Part of a data file
####
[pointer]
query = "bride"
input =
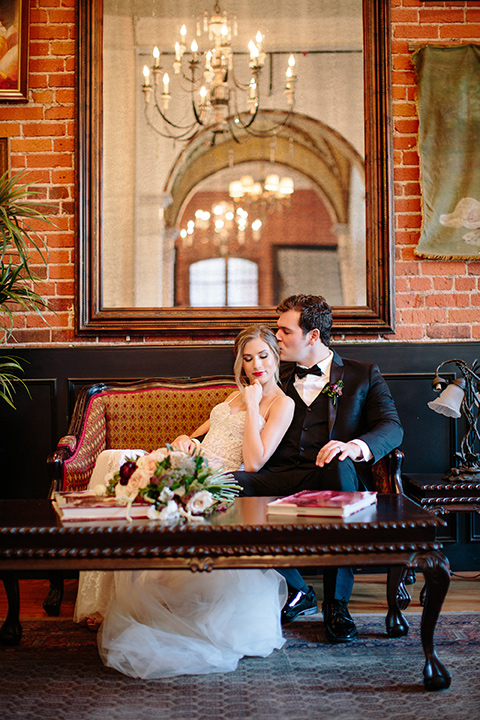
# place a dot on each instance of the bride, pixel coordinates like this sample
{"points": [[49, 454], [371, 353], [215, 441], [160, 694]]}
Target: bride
{"points": [[175, 622]]}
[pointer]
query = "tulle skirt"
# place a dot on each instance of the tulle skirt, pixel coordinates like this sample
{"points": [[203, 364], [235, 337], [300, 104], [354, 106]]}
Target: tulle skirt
{"points": [[175, 622]]}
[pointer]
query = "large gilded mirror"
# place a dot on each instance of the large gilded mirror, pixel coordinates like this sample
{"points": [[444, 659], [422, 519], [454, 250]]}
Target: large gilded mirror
{"points": [[229, 154]]}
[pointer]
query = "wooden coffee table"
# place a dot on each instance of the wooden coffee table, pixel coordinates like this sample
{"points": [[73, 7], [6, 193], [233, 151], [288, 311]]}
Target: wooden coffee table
{"points": [[394, 533]]}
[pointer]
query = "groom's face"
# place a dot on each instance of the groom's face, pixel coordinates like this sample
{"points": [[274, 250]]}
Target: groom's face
{"points": [[294, 345]]}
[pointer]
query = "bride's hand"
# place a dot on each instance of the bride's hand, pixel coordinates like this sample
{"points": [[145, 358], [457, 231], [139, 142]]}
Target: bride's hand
{"points": [[252, 394], [185, 444]]}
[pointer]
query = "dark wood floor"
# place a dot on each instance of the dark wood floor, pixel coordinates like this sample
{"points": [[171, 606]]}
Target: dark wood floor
{"points": [[368, 595]]}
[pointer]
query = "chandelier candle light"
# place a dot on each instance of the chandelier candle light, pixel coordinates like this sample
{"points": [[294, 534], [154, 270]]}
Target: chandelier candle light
{"points": [[461, 394], [212, 83]]}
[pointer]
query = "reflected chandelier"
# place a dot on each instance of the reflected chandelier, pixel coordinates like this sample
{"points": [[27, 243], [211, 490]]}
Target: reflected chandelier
{"points": [[224, 223], [209, 77]]}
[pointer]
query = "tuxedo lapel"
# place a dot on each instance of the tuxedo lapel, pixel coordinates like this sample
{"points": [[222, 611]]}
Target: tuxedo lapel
{"points": [[336, 373]]}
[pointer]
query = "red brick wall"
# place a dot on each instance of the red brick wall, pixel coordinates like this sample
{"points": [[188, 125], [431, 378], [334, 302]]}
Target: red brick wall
{"points": [[434, 299]]}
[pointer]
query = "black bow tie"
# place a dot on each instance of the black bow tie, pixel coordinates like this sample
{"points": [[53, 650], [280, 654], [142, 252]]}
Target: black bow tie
{"points": [[303, 372]]}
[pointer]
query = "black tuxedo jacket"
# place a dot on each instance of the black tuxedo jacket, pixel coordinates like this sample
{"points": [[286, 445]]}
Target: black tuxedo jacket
{"points": [[365, 411]]}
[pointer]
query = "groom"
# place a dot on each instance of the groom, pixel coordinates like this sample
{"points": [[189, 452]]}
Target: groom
{"points": [[344, 421]]}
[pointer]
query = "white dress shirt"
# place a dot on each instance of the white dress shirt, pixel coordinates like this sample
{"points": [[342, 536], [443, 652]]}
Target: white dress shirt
{"points": [[310, 386]]}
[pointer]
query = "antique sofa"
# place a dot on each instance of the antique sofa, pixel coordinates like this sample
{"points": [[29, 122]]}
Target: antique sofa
{"points": [[147, 414]]}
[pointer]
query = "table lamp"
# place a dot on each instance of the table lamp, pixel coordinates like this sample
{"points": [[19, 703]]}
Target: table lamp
{"points": [[457, 396]]}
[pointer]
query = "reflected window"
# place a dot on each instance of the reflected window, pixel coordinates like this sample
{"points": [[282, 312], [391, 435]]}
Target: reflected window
{"points": [[220, 282]]}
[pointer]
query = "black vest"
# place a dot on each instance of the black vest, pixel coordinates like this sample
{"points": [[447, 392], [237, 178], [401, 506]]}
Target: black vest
####
→ Work to be completed
How many lines in the rows above contain the string "bride"? Reply with the number alone.

→ Response to the task
6